Given task: Update the records below by replacing every "Trace" with "Draw" and keeping all else unchanged. Omit the pictures from your answer.

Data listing
━━━

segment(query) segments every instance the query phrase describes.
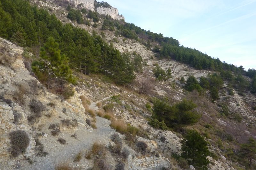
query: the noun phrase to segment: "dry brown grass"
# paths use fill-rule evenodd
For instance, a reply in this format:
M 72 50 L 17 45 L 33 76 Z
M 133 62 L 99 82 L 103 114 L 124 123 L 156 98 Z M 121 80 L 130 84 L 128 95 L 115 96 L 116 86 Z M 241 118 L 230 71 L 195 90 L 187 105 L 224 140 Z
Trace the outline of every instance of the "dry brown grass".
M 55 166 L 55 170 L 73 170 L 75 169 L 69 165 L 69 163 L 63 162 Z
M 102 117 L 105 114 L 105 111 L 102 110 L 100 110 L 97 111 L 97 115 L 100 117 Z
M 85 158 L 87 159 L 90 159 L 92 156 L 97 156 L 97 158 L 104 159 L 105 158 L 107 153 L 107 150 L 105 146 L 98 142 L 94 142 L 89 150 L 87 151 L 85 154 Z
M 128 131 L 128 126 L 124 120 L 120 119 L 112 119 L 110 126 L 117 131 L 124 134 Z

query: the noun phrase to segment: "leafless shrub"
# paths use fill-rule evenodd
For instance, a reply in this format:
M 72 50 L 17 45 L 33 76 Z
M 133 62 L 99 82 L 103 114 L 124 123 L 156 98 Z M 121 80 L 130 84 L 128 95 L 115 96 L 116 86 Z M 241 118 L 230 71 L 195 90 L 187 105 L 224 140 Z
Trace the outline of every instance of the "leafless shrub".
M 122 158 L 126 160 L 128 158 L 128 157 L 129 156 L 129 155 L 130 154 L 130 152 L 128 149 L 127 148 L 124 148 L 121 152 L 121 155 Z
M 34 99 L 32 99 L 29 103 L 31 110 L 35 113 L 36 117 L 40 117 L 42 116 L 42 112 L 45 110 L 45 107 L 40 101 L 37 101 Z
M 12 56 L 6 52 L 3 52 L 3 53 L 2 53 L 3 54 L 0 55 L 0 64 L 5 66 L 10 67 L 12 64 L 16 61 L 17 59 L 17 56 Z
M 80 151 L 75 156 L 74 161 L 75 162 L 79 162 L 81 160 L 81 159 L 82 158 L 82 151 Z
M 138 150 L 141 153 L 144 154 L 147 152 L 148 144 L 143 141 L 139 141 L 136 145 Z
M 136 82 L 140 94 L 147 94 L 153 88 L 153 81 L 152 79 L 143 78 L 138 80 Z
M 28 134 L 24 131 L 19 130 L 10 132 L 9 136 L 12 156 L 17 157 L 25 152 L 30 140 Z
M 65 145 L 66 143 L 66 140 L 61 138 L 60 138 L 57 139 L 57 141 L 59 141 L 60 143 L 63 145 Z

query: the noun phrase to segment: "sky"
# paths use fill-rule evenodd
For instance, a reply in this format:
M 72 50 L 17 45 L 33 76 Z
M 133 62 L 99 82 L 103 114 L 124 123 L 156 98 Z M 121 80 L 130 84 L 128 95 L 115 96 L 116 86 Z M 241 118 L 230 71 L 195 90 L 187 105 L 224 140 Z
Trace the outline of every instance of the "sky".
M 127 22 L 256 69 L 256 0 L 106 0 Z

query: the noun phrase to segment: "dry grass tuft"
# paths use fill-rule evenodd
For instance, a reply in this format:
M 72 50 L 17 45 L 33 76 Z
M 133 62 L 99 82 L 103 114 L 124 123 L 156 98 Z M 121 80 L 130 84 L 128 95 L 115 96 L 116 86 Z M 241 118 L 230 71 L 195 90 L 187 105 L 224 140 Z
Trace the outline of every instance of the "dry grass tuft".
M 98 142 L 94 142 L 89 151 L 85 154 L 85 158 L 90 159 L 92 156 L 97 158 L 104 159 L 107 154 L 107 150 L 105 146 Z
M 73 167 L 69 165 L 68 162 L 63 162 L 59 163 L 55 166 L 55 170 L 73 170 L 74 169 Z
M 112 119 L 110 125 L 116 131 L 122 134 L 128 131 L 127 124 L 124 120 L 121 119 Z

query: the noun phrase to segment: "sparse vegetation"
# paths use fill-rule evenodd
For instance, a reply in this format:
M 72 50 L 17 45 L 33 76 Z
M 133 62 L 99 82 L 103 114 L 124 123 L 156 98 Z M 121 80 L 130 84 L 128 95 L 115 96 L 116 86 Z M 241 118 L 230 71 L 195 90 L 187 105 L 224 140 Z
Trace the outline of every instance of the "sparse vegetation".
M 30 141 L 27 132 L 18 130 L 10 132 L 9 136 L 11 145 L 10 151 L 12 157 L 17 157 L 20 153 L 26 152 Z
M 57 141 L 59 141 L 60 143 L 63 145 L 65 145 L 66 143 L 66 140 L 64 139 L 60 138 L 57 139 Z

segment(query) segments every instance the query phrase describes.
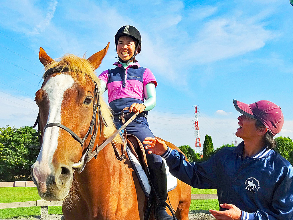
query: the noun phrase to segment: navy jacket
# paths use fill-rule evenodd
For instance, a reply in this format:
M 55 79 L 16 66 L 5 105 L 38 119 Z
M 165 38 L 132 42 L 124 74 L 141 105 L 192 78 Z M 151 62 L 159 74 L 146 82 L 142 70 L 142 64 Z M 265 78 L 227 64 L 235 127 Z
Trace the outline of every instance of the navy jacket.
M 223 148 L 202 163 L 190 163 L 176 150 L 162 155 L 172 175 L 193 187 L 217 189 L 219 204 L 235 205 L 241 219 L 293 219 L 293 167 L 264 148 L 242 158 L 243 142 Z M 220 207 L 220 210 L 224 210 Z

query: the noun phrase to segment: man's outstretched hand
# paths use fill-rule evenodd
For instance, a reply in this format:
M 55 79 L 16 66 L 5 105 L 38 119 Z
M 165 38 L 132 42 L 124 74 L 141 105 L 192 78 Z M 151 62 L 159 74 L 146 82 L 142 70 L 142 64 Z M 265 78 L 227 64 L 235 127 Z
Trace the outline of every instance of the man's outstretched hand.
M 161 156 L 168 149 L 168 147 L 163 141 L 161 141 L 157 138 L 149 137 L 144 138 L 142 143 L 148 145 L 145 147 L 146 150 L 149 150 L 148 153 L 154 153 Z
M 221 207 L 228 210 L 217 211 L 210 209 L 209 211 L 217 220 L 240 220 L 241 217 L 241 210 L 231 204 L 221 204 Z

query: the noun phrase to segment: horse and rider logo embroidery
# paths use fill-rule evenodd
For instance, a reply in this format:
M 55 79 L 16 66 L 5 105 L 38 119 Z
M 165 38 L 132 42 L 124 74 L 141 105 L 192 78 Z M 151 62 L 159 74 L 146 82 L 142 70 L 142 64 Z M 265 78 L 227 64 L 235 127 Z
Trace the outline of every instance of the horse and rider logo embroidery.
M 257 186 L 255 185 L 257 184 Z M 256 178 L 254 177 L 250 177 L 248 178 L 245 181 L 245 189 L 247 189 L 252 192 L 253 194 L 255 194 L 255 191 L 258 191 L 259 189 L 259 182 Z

━━━

Answer to the task:
segment(query) segments every instance the query phrase describes.
query: the noun phrase to segment: "dry brown grass"
# paths use fill-rule evenodd
For instance, a reply in this format:
M 72 50 L 17 45 L 33 76 Z
M 133 62 L 99 82 L 103 114 L 124 123 L 156 98 Z M 121 80 L 130 84 L 128 95 L 115 96 L 116 86 Z M 241 118 L 230 71 L 195 90 L 187 105 L 224 140 Z
Draw the outline of every instance of the "dry brown grass".
M 55 166 L 55 170 L 73 170 L 75 169 L 69 165 L 69 163 L 63 162 Z
M 102 117 L 105 114 L 105 111 L 102 110 L 100 110 L 97 111 L 97 115 L 100 117 Z
M 85 158 L 87 159 L 90 159 L 92 156 L 97 156 L 97 158 L 104 159 L 105 158 L 107 153 L 107 150 L 105 146 L 98 142 L 94 142 L 89 150 L 87 151 L 85 154 Z
M 128 131 L 128 126 L 124 120 L 120 119 L 112 119 L 110 126 L 117 131 L 124 134 Z

query: the noun phrase to segment: "leafless shrub"
# paths use fill-rule evenodd
For instance, a reply in this format:
M 72 50 L 17 45 L 33 76 Z
M 133 62 L 99 82 L 103 114 L 124 123 L 156 98 Z M 121 80 L 130 84 L 128 95 L 115 96 L 116 86 Z M 241 118 L 230 71 L 195 90 L 187 105 L 224 140 Z
Draw the outline of every instance of the "leafless shrub".
M 122 158 L 126 160 L 128 158 L 128 157 L 129 156 L 129 155 L 130 154 L 130 152 L 128 149 L 127 148 L 124 148 L 121 152 L 121 155 Z
M 34 99 L 32 99 L 29 103 L 31 110 L 35 113 L 36 117 L 40 117 L 42 116 L 42 112 L 45 110 L 45 107 L 40 101 L 37 101 Z
M 12 56 L 6 52 L 3 52 L 3 53 L 2 53 L 3 54 L 0 55 L 0 64 L 5 66 L 10 67 L 12 64 L 16 61 L 17 59 L 17 56 Z
M 80 151 L 75 156 L 74 161 L 75 162 L 79 162 L 81 160 L 81 159 L 82 158 L 82 151 Z
M 138 150 L 141 153 L 144 154 L 147 152 L 148 144 L 143 141 L 139 141 L 136 145 Z
M 136 82 L 140 94 L 147 94 L 153 88 L 153 81 L 152 79 L 143 78 L 138 80 Z
M 28 134 L 24 131 L 19 130 L 10 132 L 9 136 L 12 156 L 17 157 L 25 152 L 30 140 Z
M 65 145 L 66 143 L 66 140 L 61 138 L 60 138 L 57 139 L 57 141 L 59 141 L 60 143 L 63 145 Z

query: the noun phrase to segment: "sky"
# paths use fill-rule evenodd
For instance, a reply in this format:
M 72 50 L 17 45 L 33 76 Z
M 133 62 L 99 82 L 103 114 L 124 123 L 156 98 Z M 121 80 L 130 84 L 128 95 L 115 96 L 116 86 Z M 241 118 L 230 71 L 195 90 L 187 105 L 224 140 Z
Draw the outline of every instance of the "sky".
M 127 22 L 256 69 L 256 0 L 106 0 Z

query: the noun phrase to segment: "dry grass tuft"
# paths use fill-rule evenodd
For instance, a reply in this format:
M 72 50 L 17 45 L 33 76 Z
M 133 62 L 99 82 L 103 114 L 124 123 L 156 98 Z M 121 80 L 130 84 L 128 95 L 115 96 L 116 86 Z M 241 118 L 230 71 L 195 90 L 187 105 L 224 140 Z
Draw the outline of every instance of the "dry grass tuft".
M 98 142 L 94 142 L 89 151 L 85 154 L 85 158 L 90 159 L 92 156 L 97 158 L 104 159 L 107 154 L 107 150 L 105 146 Z
M 73 167 L 69 165 L 68 162 L 63 162 L 59 163 L 55 166 L 55 170 L 73 170 L 74 169 Z
M 112 119 L 110 125 L 116 131 L 122 134 L 128 131 L 127 124 L 124 120 L 121 119 Z

query: the noun phrase to segment: "sparse vegetation"
# paths use fill-rule evenodd
For instance, a reply in this format:
M 72 50 L 17 45 L 33 76 Z
M 133 62 L 99 82 L 103 114 L 124 123 L 156 98 Z M 121 80 L 130 84 L 128 95 L 115 96 L 116 86 Z M 241 118 L 230 71 L 195 90 L 187 105 L 224 140 Z
Draw the outline of every instance of the "sparse vegetation".
M 30 141 L 27 132 L 18 130 L 10 132 L 9 136 L 11 145 L 10 151 L 12 157 L 17 157 L 20 153 L 26 152 Z
M 57 141 L 59 141 L 60 143 L 63 145 L 65 145 L 66 143 L 66 140 L 64 139 L 60 138 L 57 139 Z

segment(query) segments every instance the query phrase describes.
query: the noun phrase to segment: navy jacket
# paths use fill-rule evenodd
For instance, a reply in this format:
M 55 79 L 16 66 L 5 105 L 38 119 Z
M 165 38 L 132 42 L 124 74 L 141 105 L 192 78 Z M 151 62 L 159 74 L 146 82 L 142 70 L 142 64 Z M 265 78 L 227 64 L 235 127 Z
Draw the outline of every instance of the navy jacket.
M 223 148 L 202 163 L 190 163 L 176 150 L 162 155 L 172 175 L 193 187 L 217 189 L 219 204 L 235 205 L 241 219 L 293 219 L 293 167 L 264 148 L 242 158 L 243 142 Z M 220 207 L 220 210 L 224 210 Z

query: the noun phrase to segment: man's outstretched hand
# paths use fill-rule evenodd
For instance, a reply in this format:
M 55 79 L 16 66 L 5 105 L 38 119 Z
M 165 38 L 132 42 L 124 74 L 141 105 L 192 78 Z M 151 62 L 159 74 L 146 82 L 142 70 L 142 64 Z M 265 78 L 227 64 L 235 127 Z
Draw the outline of every instance of the man's outstretched hand.
M 161 156 L 168 149 L 168 147 L 163 141 L 161 141 L 157 138 L 149 137 L 144 138 L 142 143 L 148 145 L 145 147 L 146 150 L 149 150 L 148 153 L 154 153 Z
M 221 207 L 228 210 L 217 211 L 210 209 L 209 211 L 217 220 L 240 220 L 241 217 L 241 210 L 231 204 L 221 204 Z

query: the noun phrase to segment: horse and rider logo embroidery
# paths use fill-rule evenodd
For instance, a reply in this format:
M 55 79 L 16 66 L 5 105 L 38 119 Z
M 165 38 L 132 42 L 124 74 L 141 105 L 192 78 Z M 151 62 L 159 74 L 146 82 L 142 70 L 142 64 Z M 265 78 L 227 64 L 235 127 Z
Draw the outline of every instance of the horse and rider logo embroidery.
M 257 186 L 255 185 L 257 184 Z M 256 178 L 254 177 L 250 177 L 248 178 L 245 181 L 245 189 L 247 189 L 252 192 L 253 194 L 255 194 L 255 191 L 258 191 L 259 189 L 259 182 Z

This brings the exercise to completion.